I came across one of the _Sorcery_ books long after the CYOA craze had
died down, and they're quite entertaining. That was something that was
distinctly lacking in the CYOA books -- some kind of state. I thought
the _Sorcery_ books were a good way of doing that -- the state is how
healthy you are, essentially, which will make you want to take different
paths (i.e., trying to avoid a monster rather than fighting him, etc.).

There were also some (I've only seen one) CYOA books based on Zork,
which were particularly unimaginative. They attempted to add a state by
saying "You have found a green widget," at some point during the story,
and then later, when that becomes relevant, asking, "Did you find the
green widget? If so, turn to page X. If not, turn to page Y." They
even had a few red herrings in there, asking if you had gotten objects
that never appeared in the game, to make sure you weren't cheating.

> 1. If you want to approach "real" literature (cf. J.L. Borges' _The
> Garden of Forking Paths_), the work will be exceedingly large.

Agreed.

> 2. Personally, I think CYOA is better suited to print form than to a
> screen.

Well, some people don't like electronic books at all.

■ STORED DATA:
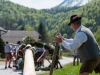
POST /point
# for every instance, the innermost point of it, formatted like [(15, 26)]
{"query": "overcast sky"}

■ REQUIREMENT A: Print the part of the post about CYOA books starting with "There were also" and going on through "be exceedingly large.".
■ REQUIREMENT B: Summarize the post about CYOA books in three sentences.
■ REQUIREMENT C: In the post about CYOA books, what serves as the state in the Sorcery books?

■ FINISHED ANSWER A:
There were also some (I've only seen one) CYOA books based on Zork,
which were particularly unimaginative. They attempted to add a state by
saying "You have found a green widget," at some point during the story,
and then later, when that becomes relevant, asking, "Did you find the
green widget? If so, turn to page X. If not, turn to page Y." They
even had a few red herrings in there, asking if you had gotten objects
that never appeared in the game, to make sure you weren't cheating.

> 1. If you want to approach "real" literature (cf. J.L. Borges' _The
> Garden of Forking Paths_), the work will be exceedingly large.

■ FINISHED ANSWER B: The writer finds the Sorcery books entertaining because they add a kind of state that CYOA books lacked: how healthy you are, which pushes you toward different paths, such as avoiding a monster instead of fighting it. CYOA books based on Zork, which the writer calls particularly unimaginative, tried to add state by telling you that you had found an object like a green widget and later asking whether you had found it, with a few red herrings included to make sure you weren't cheating. The writer also agrees that a work approaching "real" literature would be exceedingly large, and answers the view that CYOA suits print better than a screen by noting that some people don't like electronic books at all.

■ FINISHED ANSWER C: How healthy you are.